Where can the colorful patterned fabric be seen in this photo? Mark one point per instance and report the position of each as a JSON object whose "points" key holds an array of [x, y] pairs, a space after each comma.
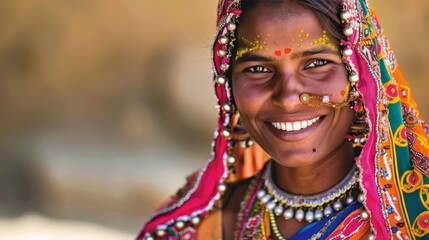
{"points": [[393, 163]]}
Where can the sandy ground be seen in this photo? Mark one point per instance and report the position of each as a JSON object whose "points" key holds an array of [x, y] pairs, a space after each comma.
{"points": [[36, 227]]}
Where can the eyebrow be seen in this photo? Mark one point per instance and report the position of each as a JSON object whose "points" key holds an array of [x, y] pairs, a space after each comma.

_ _ _ _ _ _ _

Your answer should be a precise transcript of the entries, minus the pictures.

Where can the colorful patterned fabric be seen in this photo? Mark one point per instance and report the position of each as a JSON object whose "points" key holds an array of [x, y] pairs, a space after each comma.
{"points": [[393, 163]]}
Where can the sandy ground be seen in this photo? Mark one point per instance and report the position of each as a JSON object whose "points" key holds an array of [x, y] pairs, a space after each comma.
{"points": [[36, 227]]}
Where can the eyebrow be seen in this photo? Mark one point per instance and report the position of each as a JSON object whose "points" key holds an array of [x, y] pairs, a space after each comma.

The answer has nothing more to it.